→ **DOCUMENT PASSAGE**:
Jason Blundell became the defining storyteller of the mode's middle era, directing the Zombies narrative through Black Ops II, III, and 4 and rising to co-studio head and game director at Treyarch. His Black Ops III work, in particular, is credited with weaving the sprawling Aether saga into a cohesive epic. Blundell departed Treyarch in early 2020 after roughly thirteen years.
Craig Houston has been the throughline writer. He has written for Treyarch's campaigns since Call of Duty 3 (2006) and served as the principal writer for Zombies starting with World at War in 2008, continuing as lead and later senior lead writer across the franchise's evolution, including the Dark Aether era and Vanguard Zombies. The constant across all of it is the studio itself: Treyarch, which originated the mode and has steered every mainline Zombies experience.
Dead Ops Arcade: The Real Origin (Myth vs. Reality)
A popular fan legend holds that an outside solo developer built Dead Ops Arcade alone, sold it to Call of Duty, and 'made millions.' The documented record does not support that framing. Dead Ops Arcade was created inside Treyarch as an internal passion project, championed by the studio's own Chief Technology Officer, David King.

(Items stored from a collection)
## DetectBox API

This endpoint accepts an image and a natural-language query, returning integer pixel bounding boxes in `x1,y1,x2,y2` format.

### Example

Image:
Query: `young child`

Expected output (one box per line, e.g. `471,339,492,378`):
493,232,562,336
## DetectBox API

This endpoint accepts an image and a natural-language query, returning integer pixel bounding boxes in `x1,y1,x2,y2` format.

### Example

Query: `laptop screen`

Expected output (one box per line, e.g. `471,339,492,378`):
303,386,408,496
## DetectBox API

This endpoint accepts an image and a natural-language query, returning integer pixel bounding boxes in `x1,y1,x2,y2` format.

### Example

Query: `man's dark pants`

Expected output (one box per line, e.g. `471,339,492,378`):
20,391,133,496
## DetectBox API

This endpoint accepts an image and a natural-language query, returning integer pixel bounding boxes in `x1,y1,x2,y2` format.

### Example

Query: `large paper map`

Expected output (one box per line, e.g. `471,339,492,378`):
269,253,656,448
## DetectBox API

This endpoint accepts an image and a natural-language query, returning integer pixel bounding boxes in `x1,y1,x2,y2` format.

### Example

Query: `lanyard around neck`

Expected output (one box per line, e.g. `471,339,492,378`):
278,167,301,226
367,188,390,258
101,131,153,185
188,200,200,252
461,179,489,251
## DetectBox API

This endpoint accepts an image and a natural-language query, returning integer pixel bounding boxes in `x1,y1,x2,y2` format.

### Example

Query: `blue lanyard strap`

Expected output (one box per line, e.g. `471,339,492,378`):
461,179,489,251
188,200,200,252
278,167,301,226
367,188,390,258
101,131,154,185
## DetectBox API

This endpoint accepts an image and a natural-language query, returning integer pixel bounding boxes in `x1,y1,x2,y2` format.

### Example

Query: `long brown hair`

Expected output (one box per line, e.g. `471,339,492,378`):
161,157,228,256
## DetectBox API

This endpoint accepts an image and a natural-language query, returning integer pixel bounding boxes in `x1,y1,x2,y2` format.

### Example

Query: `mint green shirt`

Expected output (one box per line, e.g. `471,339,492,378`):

→ **YOUR OBJECTIVE**: Resume the passage on the people behind Call of Duty Zombies, starting right after its last sentence.

→ **TASK RESULT**:
It debuted in 2010 as a hidden easter egg in the original Black Ops: players could break free of the interrogation chair at the main menu (as Alex Mason), access a CIA terminal, and type 'DOA' to unlock a top-down, twin-stick arcade shooter packed with 1980s arcade nostalgia. King has described it as a homage to the classic arcade games he loved growing up in the '80s, saying the mode 'started out as a simple homage' before 'things just kept getting crazier from there.' Treyarch itself frames it as one of its favorite internal traditions and an 'ultimate internal passion project,' and the mode has returned in sequels (Dead Ops Arcade 2 in Black Ops III, and later entries through Black Ops Cold War and Black Ops 7).
Verdict: the 'solo developer sold it to Call of Duty and made millions' story is a myth. What is real is that one person, Treyarch CTO David King, was the driving visionary behind Dead Ops Arcade, but he was already a senior employee of the studio, it was a collaborative in-house creation rather than a one-man product, and there is no documented outside sale or 'millions' payout. The accurate version is an internal side project that grew into a beloved recurring mode.
The Dark Aether Reboot (Cold War Onward)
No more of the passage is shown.